THE TASK ::
In the listing below, find each line with the string "light" and report it.

────

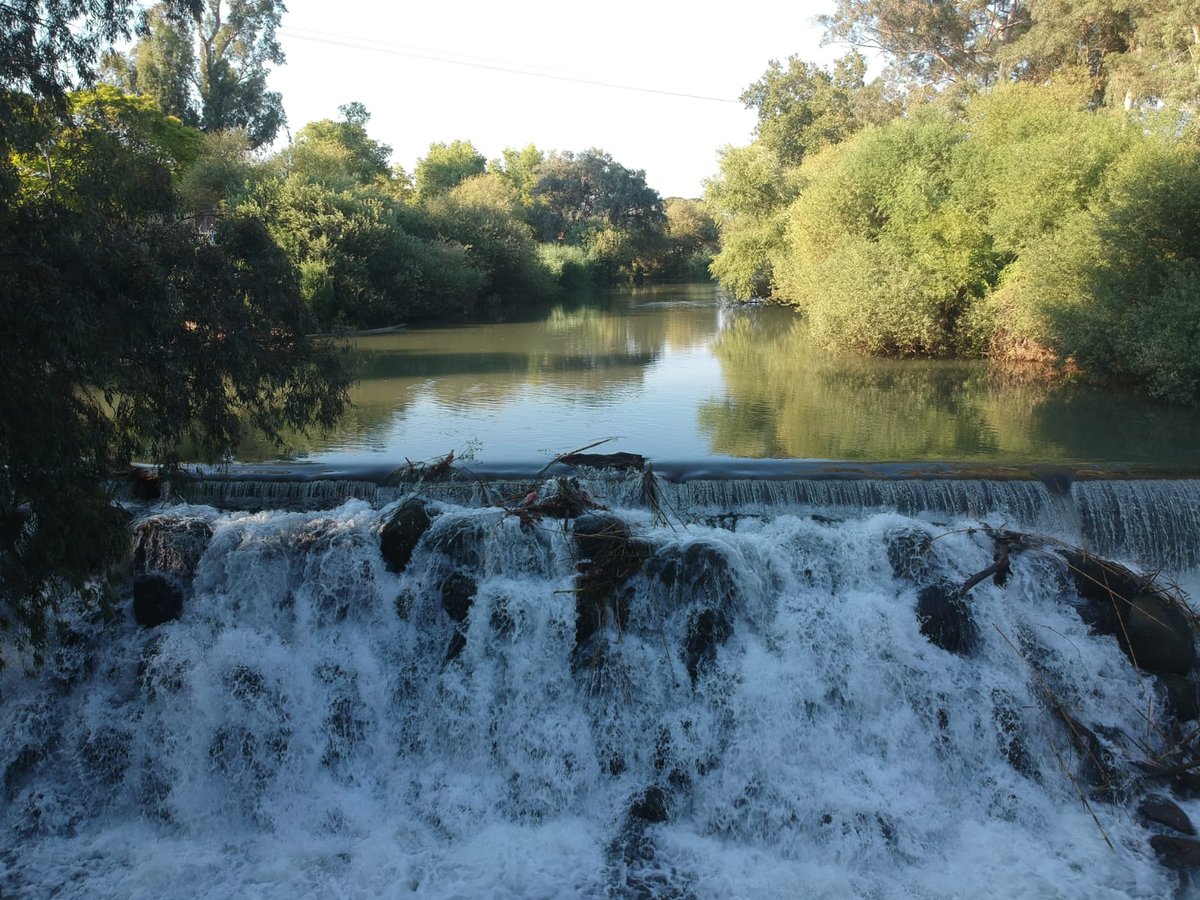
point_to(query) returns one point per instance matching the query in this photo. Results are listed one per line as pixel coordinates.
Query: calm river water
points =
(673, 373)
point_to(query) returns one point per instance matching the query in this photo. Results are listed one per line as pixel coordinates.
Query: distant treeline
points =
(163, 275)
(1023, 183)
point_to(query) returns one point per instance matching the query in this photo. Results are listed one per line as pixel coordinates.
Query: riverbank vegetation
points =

────

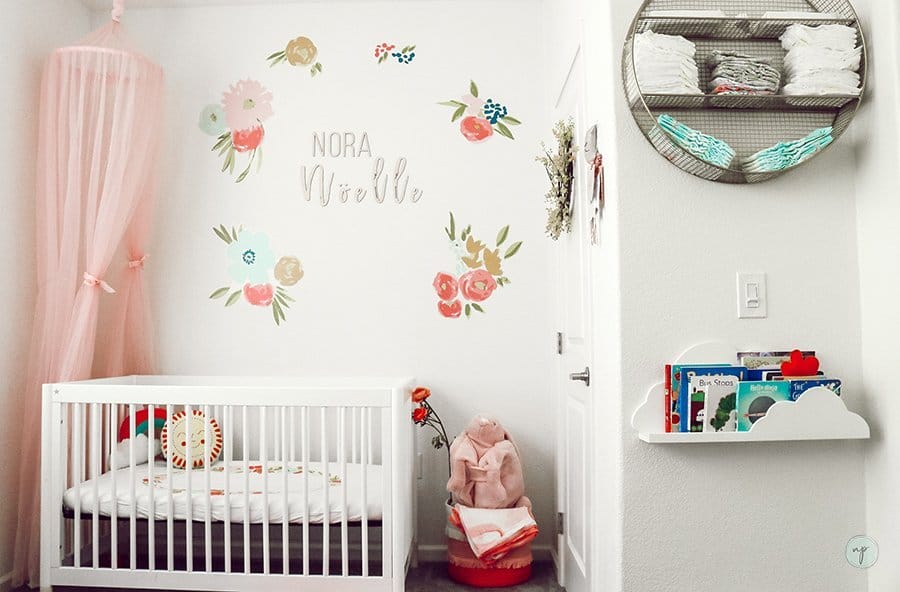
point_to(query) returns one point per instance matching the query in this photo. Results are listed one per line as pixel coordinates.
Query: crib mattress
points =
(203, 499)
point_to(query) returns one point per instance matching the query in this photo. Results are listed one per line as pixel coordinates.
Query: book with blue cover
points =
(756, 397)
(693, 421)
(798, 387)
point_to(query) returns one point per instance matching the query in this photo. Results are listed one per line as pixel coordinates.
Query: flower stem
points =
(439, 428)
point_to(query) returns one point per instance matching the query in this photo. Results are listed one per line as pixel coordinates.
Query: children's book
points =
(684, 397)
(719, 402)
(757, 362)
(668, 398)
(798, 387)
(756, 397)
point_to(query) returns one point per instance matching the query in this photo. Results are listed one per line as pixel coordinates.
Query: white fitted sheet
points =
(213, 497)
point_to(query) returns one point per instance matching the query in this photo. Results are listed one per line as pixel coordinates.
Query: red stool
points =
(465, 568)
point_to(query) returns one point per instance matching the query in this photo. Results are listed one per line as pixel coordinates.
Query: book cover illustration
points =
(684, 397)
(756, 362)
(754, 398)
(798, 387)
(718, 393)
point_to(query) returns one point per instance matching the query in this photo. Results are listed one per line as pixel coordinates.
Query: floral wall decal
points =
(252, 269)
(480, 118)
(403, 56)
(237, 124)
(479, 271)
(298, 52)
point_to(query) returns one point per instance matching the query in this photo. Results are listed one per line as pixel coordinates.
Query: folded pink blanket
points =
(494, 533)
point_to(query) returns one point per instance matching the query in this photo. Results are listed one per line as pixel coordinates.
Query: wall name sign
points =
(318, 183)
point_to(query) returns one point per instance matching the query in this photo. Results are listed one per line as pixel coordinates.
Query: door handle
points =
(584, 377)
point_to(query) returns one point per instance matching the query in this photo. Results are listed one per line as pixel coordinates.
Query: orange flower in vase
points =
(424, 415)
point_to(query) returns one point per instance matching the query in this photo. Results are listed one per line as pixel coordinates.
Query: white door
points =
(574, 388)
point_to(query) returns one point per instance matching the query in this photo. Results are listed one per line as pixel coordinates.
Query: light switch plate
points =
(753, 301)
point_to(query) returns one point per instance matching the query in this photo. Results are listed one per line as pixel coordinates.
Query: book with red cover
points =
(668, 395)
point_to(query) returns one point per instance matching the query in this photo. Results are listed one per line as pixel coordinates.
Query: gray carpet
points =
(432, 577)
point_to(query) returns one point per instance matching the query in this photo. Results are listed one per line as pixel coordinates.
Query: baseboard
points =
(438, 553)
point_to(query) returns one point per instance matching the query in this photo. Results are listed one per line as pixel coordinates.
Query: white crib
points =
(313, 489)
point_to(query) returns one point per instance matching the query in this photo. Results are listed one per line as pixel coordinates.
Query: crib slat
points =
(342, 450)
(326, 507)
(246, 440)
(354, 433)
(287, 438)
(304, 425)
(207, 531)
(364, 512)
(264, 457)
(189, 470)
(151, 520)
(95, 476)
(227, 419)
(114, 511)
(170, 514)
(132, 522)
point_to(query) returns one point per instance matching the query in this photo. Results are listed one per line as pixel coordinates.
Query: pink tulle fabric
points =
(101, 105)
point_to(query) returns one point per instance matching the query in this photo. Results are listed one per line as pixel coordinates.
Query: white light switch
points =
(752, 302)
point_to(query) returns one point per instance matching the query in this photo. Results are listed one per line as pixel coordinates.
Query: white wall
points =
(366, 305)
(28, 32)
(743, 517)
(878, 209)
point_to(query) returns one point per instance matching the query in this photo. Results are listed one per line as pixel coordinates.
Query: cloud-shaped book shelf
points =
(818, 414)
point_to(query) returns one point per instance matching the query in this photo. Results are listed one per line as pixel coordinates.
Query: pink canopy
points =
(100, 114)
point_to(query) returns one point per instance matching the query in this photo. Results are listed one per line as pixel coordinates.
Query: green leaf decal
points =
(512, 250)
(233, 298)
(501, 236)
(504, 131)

────

RESPONSE ::
Query: light switch plate
Query: white light switch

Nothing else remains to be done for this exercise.